* What you have to do *
Count the lines in the entries below that include the word "cookie". Reply with only that number.

---- Records provided

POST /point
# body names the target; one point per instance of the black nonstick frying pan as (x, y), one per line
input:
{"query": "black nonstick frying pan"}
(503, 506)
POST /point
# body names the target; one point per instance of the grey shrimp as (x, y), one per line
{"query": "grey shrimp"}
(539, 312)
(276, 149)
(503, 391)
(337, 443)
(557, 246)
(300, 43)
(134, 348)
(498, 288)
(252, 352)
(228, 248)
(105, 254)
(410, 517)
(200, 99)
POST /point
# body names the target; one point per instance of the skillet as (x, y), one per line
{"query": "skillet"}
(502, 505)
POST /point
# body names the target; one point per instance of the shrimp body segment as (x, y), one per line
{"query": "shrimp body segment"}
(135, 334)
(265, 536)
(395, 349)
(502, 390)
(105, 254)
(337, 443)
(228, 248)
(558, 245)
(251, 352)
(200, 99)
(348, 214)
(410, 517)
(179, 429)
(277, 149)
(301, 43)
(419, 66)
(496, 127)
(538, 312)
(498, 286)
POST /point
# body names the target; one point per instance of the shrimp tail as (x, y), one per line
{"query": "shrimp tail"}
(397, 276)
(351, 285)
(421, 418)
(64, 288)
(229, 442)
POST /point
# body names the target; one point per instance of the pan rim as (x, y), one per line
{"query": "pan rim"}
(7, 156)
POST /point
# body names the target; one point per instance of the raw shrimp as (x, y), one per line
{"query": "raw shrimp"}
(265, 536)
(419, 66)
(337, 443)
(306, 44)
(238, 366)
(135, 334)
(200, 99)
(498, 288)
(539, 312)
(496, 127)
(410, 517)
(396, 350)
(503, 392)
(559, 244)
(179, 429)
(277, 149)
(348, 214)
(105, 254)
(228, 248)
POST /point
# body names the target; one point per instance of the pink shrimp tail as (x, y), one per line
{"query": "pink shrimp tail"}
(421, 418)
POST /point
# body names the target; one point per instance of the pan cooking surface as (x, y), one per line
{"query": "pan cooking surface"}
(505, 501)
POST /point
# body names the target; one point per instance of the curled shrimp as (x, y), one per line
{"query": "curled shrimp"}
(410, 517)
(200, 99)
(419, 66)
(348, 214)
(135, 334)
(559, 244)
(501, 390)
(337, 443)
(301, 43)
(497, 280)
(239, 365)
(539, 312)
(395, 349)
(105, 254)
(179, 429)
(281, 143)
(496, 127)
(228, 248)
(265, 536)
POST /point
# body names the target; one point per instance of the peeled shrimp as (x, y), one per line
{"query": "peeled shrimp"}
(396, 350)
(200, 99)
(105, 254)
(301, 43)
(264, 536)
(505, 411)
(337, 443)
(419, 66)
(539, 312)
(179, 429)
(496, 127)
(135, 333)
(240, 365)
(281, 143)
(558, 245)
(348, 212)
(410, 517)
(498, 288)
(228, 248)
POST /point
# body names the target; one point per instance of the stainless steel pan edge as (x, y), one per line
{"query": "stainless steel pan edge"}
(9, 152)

--------
---- Records provided

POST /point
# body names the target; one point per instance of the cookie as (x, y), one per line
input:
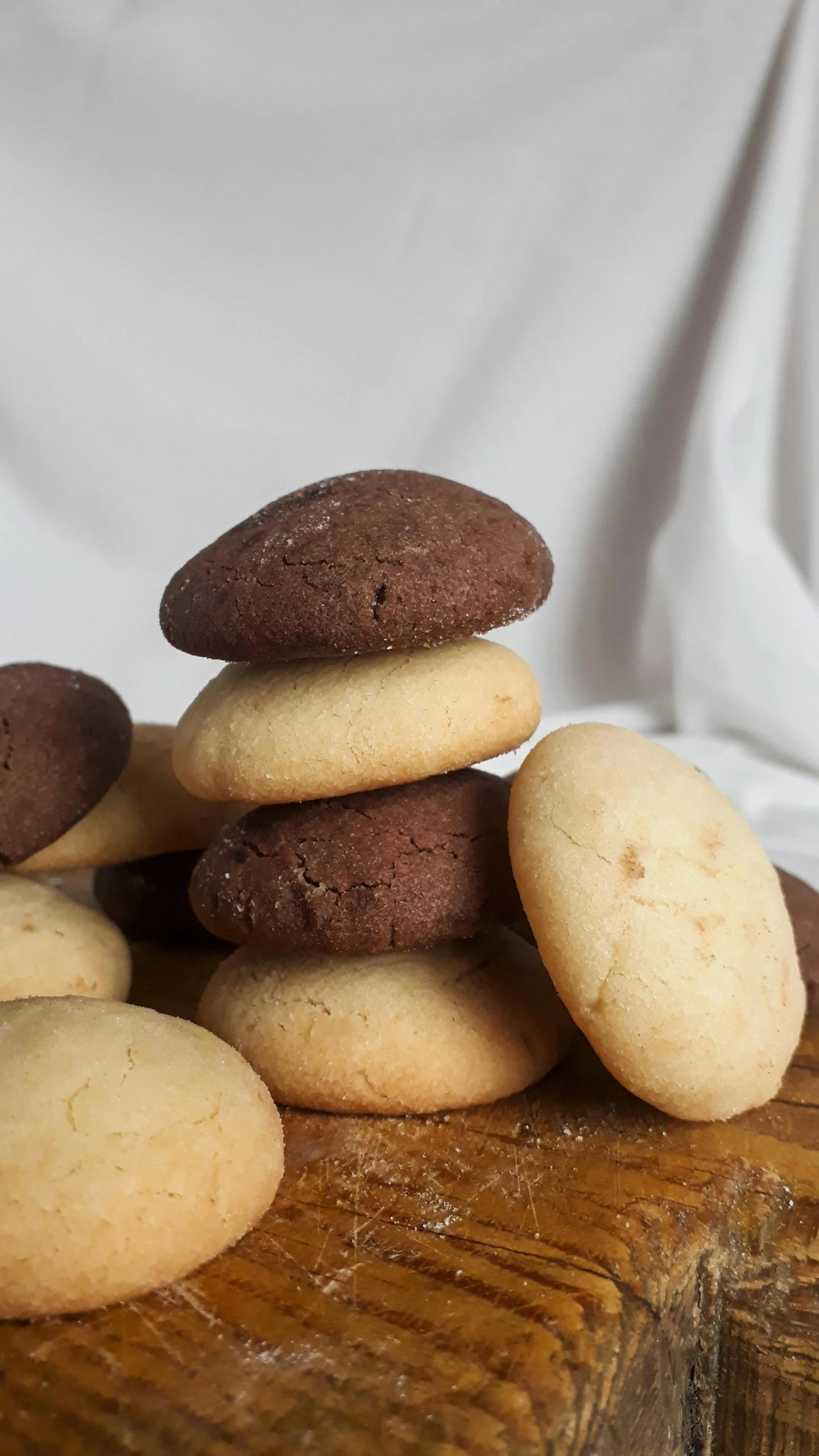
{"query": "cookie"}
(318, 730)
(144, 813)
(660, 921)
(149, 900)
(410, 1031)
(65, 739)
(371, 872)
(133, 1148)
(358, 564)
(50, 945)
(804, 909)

--------

* The result *
2